TO BE DONE —
Write each line word for word, from the line that contains "like [145, 137]." through the last line of the material below.

INFORMATION GIVEN —
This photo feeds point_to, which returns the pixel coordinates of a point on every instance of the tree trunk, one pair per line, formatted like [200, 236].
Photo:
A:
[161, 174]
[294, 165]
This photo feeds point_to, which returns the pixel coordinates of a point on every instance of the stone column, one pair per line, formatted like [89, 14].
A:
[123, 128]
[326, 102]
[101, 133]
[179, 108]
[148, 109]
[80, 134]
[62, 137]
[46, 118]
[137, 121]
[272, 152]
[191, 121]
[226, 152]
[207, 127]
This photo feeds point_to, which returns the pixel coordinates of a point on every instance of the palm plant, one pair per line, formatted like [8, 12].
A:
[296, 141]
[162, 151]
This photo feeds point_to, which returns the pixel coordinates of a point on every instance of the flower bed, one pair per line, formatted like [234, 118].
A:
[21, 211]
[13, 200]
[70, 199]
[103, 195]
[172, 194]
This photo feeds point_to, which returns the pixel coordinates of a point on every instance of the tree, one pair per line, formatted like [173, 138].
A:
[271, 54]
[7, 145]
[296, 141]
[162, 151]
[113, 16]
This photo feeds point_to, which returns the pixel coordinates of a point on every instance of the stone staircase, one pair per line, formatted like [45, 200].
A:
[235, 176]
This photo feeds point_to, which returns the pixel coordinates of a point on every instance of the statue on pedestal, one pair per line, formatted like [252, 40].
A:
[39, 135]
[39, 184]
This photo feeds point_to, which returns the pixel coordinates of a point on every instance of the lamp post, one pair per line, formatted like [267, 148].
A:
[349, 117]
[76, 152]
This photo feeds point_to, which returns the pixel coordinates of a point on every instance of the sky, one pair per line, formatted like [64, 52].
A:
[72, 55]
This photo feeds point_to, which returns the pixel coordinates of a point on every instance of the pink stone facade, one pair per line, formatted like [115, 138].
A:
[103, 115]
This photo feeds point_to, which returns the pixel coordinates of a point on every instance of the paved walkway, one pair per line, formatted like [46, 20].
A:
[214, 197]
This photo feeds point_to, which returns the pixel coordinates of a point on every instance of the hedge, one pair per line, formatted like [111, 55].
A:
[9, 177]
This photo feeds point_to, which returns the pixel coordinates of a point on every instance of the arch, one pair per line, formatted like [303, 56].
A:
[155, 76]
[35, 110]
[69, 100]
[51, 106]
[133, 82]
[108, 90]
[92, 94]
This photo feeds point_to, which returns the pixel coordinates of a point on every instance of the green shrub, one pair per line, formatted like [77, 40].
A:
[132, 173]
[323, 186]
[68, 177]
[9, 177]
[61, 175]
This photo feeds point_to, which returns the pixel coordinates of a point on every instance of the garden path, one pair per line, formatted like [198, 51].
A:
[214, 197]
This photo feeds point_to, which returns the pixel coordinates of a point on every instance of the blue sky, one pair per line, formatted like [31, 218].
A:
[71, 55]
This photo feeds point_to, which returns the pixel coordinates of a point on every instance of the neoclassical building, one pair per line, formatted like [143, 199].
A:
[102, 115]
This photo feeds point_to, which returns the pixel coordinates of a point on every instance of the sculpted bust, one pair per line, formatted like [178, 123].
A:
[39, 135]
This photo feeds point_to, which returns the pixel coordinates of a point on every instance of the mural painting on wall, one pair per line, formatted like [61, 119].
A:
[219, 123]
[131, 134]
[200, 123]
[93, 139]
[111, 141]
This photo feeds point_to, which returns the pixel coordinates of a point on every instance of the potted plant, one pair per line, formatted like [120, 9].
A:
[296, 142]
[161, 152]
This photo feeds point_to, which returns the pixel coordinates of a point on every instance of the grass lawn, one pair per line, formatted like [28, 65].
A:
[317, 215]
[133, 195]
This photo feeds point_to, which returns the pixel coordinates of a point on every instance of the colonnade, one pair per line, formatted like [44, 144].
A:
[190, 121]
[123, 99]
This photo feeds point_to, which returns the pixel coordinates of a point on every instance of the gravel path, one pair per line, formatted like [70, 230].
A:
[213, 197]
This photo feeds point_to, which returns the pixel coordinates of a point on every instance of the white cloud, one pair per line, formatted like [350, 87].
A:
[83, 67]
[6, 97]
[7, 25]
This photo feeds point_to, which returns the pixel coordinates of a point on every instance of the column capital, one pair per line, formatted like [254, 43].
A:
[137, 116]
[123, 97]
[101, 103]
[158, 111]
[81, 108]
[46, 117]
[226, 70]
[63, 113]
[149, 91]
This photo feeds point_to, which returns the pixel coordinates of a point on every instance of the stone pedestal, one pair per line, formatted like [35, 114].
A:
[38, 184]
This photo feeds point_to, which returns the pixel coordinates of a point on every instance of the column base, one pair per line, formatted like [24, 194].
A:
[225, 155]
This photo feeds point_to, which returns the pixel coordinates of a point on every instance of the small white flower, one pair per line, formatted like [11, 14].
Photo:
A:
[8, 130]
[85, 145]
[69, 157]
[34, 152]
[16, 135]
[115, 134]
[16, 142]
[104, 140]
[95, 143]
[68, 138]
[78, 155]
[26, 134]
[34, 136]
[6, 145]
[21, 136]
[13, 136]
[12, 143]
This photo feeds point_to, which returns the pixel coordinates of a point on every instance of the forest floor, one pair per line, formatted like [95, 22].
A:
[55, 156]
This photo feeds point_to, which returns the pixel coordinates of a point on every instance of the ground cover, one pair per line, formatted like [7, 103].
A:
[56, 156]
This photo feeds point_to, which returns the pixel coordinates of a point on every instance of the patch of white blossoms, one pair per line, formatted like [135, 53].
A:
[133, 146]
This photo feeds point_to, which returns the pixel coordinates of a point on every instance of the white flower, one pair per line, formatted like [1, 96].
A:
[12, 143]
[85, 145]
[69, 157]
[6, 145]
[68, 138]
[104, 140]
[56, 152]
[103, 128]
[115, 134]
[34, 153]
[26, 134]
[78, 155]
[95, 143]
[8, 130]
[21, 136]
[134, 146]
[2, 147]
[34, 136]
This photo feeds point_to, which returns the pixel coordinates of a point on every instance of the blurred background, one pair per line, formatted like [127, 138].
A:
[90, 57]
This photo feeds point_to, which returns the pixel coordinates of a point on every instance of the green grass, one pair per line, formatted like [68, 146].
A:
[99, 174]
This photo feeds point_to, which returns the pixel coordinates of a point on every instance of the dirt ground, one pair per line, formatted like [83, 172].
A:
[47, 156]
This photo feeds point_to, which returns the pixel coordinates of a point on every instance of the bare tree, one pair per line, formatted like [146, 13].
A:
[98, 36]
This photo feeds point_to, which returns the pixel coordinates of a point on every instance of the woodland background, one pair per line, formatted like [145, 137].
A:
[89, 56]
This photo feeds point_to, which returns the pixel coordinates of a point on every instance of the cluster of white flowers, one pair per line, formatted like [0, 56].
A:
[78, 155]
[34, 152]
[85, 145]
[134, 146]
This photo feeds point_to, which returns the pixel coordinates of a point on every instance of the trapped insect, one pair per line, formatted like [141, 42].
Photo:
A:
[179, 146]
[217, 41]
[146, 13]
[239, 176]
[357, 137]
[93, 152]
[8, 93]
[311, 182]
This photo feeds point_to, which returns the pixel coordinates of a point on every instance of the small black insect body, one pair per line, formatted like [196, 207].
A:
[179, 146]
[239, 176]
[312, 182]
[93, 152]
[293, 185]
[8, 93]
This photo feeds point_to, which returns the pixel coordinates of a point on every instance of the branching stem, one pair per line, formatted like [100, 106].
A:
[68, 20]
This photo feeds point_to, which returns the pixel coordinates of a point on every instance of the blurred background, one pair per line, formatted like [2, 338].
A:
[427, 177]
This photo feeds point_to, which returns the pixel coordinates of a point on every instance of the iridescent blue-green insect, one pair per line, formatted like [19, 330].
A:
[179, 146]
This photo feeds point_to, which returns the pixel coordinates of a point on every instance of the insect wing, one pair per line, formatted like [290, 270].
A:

EXPECTED ANSWER —
This photo feeds point_to, which returns the pixel coordinates of a point on every instance of the woodland background, one pair per line, formatted like [145, 137].
A:
[89, 56]
This photo feeds point_to, which returns the pixel coordinates of a point on every instance of the cluster of white flowers, one pair per line, formatted like [0, 56].
A:
[78, 155]
[34, 152]
[85, 145]
[134, 146]
This photo feeds point_to, which returns the pixel coordinates of a point on every instance of the trapped insect, one pair per line, formatted like [141, 42].
Photo:
A:
[179, 146]
[217, 41]
[146, 13]
[239, 176]
[357, 137]
[93, 152]
[8, 93]
[311, 182]
This photo feeds point_to, which returns the pixel coordinates of a point on every instance of the small black insect body, one pair per line, formatted like [196, 207].
A:
[179, 146]
[239, 176]
[312, 182]
[93, 152]
[293, 185]
[8, 93]
This photo feeds point_to, which returns the pixel coordinates of a point on every instance of the branching stem, one pair per line, formatted like [100, 106].
A:
[68, 20]
This photo feeds point_to, which returns the pixel coordinates of a point on every instance of the blurred background, one pair per line, formatted like [2, 338].
A:
[427, 177]
This photo feeds point_to, which returns the pixel coordinates of a point on every instance of the iridescent blue-green insect, one pair per line, formatted like [19, 330].
A:
[179, 146]
This photo feeds point_to, which returns the pixel coordinates of a point on every instance of the insect wing, one pair per line, formatted like [290, 270].
A:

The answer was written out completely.